Yazılı talimat – Aşağıdaki verilerin tamamında "wooden" sözcüğünü "oak" ile değiştirin ve satırların geri kalanını hiç değiştirmeden yeniden yazın. Resimleri cevabınıza almayın.

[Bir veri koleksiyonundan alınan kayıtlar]
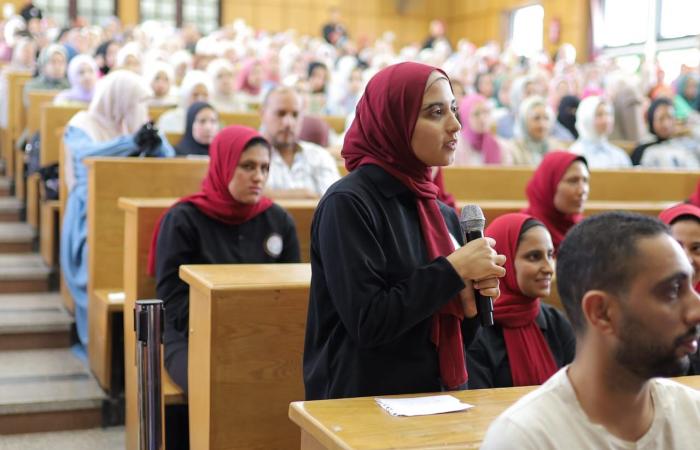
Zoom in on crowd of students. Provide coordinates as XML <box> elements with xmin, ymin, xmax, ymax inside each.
<box><xmin>0</xmin><ymin>6</ymin><xmax>700</xmax><ymax>448</ymax></box>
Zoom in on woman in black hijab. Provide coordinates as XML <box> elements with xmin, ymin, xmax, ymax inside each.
<box><xmin>175</xmin><ymin>102</ymin><xmax>219</xmax><ymax>155</ymax></box>
<box><xmin>552</xmin><ymin>95</ymin><xmax>581</xmax><ymax>142</ymax></box>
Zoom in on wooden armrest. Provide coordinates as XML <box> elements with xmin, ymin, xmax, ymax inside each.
<box><xmin>95</xmin><ymin>288</ymin><xmax>124</xmax><ymax>313</ymax></box>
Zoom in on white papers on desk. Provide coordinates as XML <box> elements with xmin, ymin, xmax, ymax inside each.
<box><xmin>374</xmin><ymin>395</ymin><xmax>474</xmax><ymax>416</ymax></box>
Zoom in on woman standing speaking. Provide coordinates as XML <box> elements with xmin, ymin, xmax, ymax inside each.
<box><xmin>304</xmin><ymin>63</ymin><xmax>505</xmax><ymax>400</ymax></box>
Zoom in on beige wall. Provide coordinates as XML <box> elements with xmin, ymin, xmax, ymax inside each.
<box><xmin>2</xmin><ymin>0</ymin><xmax>589</xmax><ymax>61</ymax></box>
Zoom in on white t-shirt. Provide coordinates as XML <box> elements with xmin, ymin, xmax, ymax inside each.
<box><xmin>266</xmin><ymin>141</ymin><xmax>340</xmax><ymax>195</ymax></box>
<box><xmin>481</xmin><ymin>367</ymin><xmax>700</xmax><ymax>450</ymax></box>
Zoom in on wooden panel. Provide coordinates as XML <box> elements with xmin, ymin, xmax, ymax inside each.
<box><xmin>119</xmin><ymin>198</ymin><xmax>186</xmax><ymax>450</ymax></box>
<box><xmin>180</xmin><ymin>264</ymin><xmax>311</xmax><ymax>450</ymax></box>
<box><xmin>289</xmin><ymin>376</ymin><xmax>700</xmax><ymax>449</ymax></box>
<box><xmin>85</xmin><ymin>158</ymin><xmax>208</xmax><ymax>389</ymax></box>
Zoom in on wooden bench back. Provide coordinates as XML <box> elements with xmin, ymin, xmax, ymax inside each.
<box><xmin>27</xmin><ymin>90</ymin><xmax>60</xmax><ymax>136</ymax></box>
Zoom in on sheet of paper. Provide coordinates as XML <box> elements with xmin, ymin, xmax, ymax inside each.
<box><xmin>374</xmin><ymin>395</ymin><xmax>474</xmax><ymax>416</ymax></box>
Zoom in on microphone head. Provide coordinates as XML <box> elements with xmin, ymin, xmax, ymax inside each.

Alıştırma sonucu –
Zoom in on crowd of students. Provide coordinates as XML <box> elements with xmin, ymin, xmax, ymax inside each.
<box><xmin>0</xmin><ymin>6</ymin><xmax>700</xmax><ymax>448</ymax></box>
Zoom in on woman in black hijab. Provide coordinates as XML <box> elements with xmin, ymin, xmax, ymax inside each.
<box><xmin>175</xmin><ymin>102</ymin><xmax>219</xmax><ymax>155</ymax></box>
<box><xmin>552</xmin><ymin>95</ymin><xmax>581</xmax><ymax>142</ymax></box>
Zoom in on oak armrest. Provide coordinates as XML <box> elements with xmin, ymin, xmax, ymax inside each.
<box><xmin>95</xmin><ymin>288</ymin><xmax>124</xmax><ymax>313</ymax></box>
Zoom in on white papers on desk. Provide coordinates as XML <box> elements with xmin, ymin, xmax, ymax inside each.
<box><xmin>374</xmin><ymin>395</ymin><xmax>474</xmax><ymax>416</ymax></box>
Zoom in on woman standing speaking. Provide coordinates as XML <box> elements with xmin, ymin, xmax, ymax inside each.
<box><xmin>304</xmin><ymin>63</ymin><xmax>505</xmax><ymax>400</ymax></box>
Zoom in on beige wall. Provide coordinates as XML <box> elements with xmin, ymin, xmax, ymax inside each.
<box><xmin>2</xmin><ymin>0</ymin><xmax>589</xmax><ymax>61</ymax></box>
Zoom in on white t-shirt. Provide coordinates as XML <box> elements with xmin, ymin, xmax, ymax inside each.
<box><xmin>266</xmin><ymin>141</ymin><xmax>340</xmax><ymax>195</ymax></box>
<box><xmin>481</xmin><ymin>367</ymin><xmax>700</xmax><ymax>450</ymax></box>
Zoom in on oak panel. Provide coordinates as XML <box> elements with xmin, ymin, xmax, ymax inside each.
<box><xmin>119</xmin><ymin>198</ymin><xmax>186</xmax><ymax>450</ymax></box>
<box><xmin>180</xmin><ymin>264</ymin><xmax>311</xmax><ymax>450</ymax></box>
<box><xmin>289</xmin><ymin>376</ymin><xmax>700</xmax><ymax>449</ymax></box>
<box><xmin>85</xmin><ymin>158</ymin><xmax>208</xmax><ymax>389</ymax></box>
Zoom in on oak bench back. Provide coordinates as XML <box> elements with xmin, ymin, xmax, ymax inside each.
<box><xmin>27</xmin><ymin>90</ymin><xmax>60</xmax><ymax>136</ymax></box>
Zoom in on sheet of paper. Provide coordinates as XML <box> elements with xmin, ymin, xmax, ymax inside each.
<box><xmin>374</xmin><ymin>395</ymin><xmax>474</xmax><ymax>416</ymax></box>
Zoom in on microphone head. Provide coordinates as XML <box> elements with xmin, ymin, xmax, ymax inside each.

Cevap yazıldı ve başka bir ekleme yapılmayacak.